▶ Records to use
########
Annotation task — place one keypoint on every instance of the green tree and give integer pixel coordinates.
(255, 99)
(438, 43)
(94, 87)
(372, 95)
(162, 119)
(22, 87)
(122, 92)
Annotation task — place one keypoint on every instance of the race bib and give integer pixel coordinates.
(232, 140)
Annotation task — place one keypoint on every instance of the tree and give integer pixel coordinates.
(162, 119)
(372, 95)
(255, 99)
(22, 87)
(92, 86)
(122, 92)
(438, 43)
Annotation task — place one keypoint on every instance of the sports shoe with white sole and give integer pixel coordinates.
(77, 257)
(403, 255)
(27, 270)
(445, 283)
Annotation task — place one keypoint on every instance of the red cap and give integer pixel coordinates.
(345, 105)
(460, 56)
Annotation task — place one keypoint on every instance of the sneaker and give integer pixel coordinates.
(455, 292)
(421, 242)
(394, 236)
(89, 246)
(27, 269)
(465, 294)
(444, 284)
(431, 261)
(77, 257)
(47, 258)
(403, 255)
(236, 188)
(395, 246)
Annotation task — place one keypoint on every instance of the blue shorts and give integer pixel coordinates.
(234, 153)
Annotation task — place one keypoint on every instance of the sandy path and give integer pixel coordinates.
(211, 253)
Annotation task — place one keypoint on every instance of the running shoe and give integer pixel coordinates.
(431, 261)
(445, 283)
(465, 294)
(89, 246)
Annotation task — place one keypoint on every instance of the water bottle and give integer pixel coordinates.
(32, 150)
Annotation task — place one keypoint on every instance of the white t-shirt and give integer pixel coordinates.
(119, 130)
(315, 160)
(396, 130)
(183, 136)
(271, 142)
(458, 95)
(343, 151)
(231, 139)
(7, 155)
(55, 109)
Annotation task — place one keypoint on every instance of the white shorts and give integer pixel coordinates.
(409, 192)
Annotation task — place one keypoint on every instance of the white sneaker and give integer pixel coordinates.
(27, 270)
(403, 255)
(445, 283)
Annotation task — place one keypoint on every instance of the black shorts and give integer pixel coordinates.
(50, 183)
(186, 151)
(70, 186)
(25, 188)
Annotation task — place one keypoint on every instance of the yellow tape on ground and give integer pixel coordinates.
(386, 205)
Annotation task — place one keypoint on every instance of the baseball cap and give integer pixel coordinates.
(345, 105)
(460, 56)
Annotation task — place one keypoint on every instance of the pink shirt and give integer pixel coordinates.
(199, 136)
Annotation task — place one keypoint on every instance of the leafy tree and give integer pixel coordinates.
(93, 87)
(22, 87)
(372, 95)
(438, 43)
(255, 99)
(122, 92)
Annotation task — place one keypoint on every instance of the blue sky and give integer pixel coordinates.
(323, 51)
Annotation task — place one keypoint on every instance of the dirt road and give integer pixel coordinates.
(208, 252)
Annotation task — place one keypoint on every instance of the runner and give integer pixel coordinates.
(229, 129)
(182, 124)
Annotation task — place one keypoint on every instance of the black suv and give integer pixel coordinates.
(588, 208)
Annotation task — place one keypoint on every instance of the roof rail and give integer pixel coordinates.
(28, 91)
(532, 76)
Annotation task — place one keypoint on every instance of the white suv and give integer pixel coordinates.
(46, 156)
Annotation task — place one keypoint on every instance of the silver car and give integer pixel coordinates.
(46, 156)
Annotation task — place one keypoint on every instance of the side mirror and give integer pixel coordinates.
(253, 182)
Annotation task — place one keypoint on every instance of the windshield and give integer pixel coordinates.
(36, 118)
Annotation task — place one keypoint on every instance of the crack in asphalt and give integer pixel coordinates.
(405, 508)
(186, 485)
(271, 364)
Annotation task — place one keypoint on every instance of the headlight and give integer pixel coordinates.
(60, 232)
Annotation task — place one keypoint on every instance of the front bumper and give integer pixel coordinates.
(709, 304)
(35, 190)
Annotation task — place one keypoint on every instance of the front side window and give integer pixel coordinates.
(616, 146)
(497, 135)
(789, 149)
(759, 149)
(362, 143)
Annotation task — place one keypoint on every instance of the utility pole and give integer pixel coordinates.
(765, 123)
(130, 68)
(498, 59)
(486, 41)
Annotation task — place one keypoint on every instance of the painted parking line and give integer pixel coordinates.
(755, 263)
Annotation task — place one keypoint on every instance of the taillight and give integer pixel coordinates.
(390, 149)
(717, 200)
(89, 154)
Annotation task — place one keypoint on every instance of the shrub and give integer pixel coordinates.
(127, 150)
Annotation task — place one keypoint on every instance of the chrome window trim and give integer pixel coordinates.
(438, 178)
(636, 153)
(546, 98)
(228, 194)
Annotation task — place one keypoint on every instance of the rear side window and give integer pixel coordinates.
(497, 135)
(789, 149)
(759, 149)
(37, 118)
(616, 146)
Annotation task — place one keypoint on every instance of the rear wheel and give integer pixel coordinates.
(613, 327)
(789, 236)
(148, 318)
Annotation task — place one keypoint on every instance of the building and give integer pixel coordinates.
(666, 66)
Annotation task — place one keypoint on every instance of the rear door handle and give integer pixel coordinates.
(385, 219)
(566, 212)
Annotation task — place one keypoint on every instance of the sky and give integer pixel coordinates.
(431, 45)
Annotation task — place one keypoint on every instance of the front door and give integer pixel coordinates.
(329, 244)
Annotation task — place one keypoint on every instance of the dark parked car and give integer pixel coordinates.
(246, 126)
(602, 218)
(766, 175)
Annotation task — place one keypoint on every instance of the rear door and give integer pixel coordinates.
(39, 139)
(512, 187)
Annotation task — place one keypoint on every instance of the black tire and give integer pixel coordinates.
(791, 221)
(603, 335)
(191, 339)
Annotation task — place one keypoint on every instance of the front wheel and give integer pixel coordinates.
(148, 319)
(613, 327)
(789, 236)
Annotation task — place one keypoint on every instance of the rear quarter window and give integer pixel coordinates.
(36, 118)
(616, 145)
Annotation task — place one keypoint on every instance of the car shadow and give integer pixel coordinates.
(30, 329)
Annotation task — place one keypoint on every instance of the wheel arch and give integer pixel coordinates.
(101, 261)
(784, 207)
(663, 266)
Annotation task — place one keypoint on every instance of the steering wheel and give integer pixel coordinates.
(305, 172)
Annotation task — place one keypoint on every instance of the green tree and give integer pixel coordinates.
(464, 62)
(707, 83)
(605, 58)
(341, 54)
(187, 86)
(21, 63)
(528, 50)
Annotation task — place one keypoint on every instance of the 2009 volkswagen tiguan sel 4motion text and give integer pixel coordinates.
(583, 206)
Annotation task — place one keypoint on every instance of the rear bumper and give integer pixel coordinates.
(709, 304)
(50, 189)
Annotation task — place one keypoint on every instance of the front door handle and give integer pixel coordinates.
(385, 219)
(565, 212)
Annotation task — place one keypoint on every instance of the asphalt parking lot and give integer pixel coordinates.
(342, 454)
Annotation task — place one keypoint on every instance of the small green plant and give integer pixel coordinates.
########
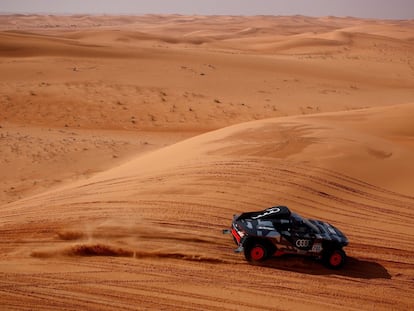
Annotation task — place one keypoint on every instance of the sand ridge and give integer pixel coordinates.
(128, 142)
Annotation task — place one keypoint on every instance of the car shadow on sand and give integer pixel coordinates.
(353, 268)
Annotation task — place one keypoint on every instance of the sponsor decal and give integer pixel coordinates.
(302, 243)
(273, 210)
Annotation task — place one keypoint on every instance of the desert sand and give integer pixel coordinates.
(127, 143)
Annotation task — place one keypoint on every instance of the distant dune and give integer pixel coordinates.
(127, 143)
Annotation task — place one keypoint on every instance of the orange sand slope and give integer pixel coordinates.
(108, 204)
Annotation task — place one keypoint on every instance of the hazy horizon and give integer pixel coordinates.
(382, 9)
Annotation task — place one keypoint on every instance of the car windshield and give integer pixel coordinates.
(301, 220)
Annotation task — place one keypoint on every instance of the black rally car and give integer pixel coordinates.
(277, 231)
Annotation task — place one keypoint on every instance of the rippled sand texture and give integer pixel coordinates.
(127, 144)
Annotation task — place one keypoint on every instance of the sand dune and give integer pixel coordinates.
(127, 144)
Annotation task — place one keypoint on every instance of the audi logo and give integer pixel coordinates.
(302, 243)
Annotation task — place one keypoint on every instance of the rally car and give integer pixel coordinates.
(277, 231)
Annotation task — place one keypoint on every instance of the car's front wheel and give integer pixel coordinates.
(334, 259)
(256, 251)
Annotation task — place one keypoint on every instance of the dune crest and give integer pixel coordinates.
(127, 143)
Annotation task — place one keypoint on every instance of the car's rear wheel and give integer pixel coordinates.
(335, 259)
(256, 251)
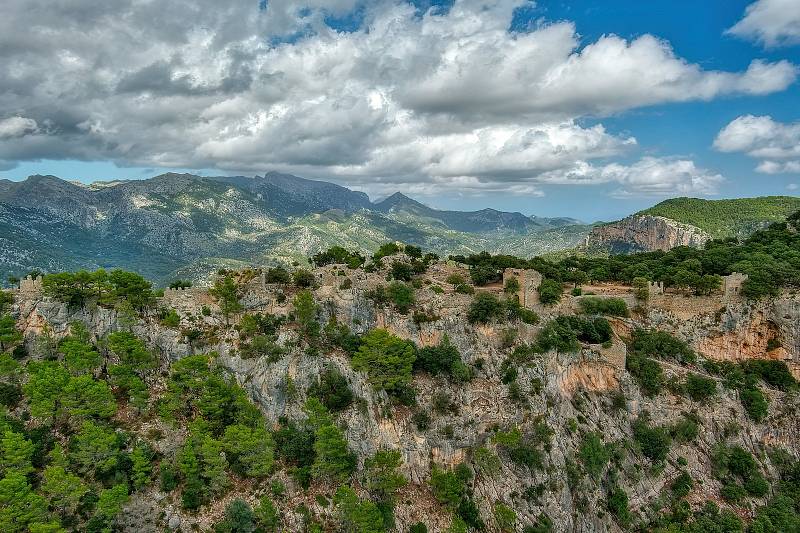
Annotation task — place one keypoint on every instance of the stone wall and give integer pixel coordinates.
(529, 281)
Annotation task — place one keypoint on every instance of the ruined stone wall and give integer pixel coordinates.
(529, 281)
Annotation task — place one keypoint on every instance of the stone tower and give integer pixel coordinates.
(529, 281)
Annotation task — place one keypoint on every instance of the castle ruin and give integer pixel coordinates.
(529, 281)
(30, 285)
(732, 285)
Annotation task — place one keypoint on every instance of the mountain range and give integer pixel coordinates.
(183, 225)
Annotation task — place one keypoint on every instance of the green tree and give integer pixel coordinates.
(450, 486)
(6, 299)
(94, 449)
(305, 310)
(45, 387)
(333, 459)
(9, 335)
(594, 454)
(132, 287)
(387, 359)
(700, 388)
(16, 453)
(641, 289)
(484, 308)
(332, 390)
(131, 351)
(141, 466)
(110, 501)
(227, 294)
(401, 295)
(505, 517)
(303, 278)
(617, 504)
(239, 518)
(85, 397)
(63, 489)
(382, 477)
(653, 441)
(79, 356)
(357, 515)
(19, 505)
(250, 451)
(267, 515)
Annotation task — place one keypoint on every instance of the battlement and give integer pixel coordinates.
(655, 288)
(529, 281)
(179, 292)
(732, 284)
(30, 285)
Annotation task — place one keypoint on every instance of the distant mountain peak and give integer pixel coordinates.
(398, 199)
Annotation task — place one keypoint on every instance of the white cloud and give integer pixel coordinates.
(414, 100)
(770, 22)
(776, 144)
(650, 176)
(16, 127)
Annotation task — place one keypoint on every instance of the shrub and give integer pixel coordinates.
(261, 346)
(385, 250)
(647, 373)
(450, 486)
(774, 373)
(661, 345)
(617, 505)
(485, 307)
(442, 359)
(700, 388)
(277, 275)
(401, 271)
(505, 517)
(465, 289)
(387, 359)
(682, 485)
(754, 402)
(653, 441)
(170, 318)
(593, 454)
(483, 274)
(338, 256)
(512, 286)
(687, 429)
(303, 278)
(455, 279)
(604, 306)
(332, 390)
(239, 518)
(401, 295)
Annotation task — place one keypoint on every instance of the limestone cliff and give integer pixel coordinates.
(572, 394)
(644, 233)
########
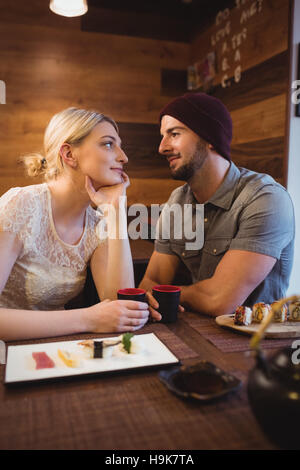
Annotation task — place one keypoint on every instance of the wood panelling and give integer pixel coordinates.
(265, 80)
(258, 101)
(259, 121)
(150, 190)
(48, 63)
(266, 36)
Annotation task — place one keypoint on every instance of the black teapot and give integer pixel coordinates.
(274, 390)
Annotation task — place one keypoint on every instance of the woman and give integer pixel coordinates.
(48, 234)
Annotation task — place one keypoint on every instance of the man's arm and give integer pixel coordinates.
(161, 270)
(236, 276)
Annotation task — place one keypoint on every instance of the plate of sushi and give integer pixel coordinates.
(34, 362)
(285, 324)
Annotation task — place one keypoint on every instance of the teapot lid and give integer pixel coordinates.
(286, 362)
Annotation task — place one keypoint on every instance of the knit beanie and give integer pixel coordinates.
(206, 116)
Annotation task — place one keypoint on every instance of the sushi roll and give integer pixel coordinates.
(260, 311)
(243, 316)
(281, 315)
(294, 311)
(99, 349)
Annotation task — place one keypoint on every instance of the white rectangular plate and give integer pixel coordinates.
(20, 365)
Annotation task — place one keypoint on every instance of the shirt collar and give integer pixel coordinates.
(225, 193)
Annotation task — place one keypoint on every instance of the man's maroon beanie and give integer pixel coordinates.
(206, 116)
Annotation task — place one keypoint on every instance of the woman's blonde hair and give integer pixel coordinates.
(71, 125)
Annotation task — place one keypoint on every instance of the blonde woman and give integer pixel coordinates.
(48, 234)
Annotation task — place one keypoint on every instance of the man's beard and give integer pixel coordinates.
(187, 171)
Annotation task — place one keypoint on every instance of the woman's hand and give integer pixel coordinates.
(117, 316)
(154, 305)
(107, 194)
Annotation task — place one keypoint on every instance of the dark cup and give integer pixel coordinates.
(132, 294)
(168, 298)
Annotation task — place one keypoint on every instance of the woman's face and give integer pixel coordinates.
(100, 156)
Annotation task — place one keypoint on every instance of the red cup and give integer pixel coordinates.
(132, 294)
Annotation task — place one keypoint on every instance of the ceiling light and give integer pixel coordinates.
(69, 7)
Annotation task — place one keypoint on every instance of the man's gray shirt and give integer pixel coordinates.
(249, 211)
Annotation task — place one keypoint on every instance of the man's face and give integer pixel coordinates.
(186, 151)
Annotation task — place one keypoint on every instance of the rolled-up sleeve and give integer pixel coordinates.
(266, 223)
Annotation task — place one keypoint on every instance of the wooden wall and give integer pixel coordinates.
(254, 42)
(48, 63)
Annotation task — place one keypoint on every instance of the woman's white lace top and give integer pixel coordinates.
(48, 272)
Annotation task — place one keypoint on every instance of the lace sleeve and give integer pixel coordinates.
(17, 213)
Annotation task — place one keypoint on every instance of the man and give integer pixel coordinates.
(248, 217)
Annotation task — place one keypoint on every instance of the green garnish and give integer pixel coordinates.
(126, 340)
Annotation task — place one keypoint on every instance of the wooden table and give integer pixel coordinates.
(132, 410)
########
▶ Exercise prompt
Gather every line above that contains the word "teapot" and copy each one out in full.

▶ Output for this exercise
Annotation task — place one keypoint on every instance of the black teapot and give integer pixel coordinates.
Annotation task — place one keypoint on every instance of the teapot lid and give integer pixel coordinates.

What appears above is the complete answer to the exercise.